Copy out exactly every line from the line containing "Each instance of the basement" until the records below end, inclusive of both boundary lines.
▼▼▼
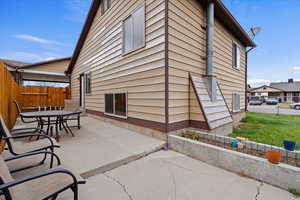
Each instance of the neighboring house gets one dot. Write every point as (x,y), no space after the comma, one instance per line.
(267,91)
(284,91)
(12,65)
(145,63)
(291,90)
(46,73)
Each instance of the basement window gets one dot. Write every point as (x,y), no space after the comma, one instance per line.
(134,30)
(116,104)
(236,102)
(105,5)
(236,56)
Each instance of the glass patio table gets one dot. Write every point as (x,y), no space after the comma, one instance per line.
(59,116)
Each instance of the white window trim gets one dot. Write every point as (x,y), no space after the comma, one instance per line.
(112,114)
(124,53)
(105,11)
(233,102)
(238,66)
(86,74)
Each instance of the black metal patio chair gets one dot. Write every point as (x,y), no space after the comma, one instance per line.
(72,105)
(20,147)
(45,185)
▲▲▲
TASK RESPONSE ::
Each instance of the basement window gets one dot. Write every point as (x,y), no space after the comma, one instance per line.
(134,30)
(116,104)
(236,102)
(105,5)
(236,56)
Each instance of the glass patio table gets one dot. Write every point as (x,y), no space after the comma, one instance per line.
(59,116)
Each instance of the white window trim gets one dot. Write every point as (x,y), no space after the comma, one instance per line.
(112,114)
(124,53)
(105,11)
(233,102)
(238,66)
(86,74)
Each instance of the black metal patio chair gets one dot. Write every point as (x,y), no space after the comma, one instance per line.
(72,105)
(20,147)
(45,185)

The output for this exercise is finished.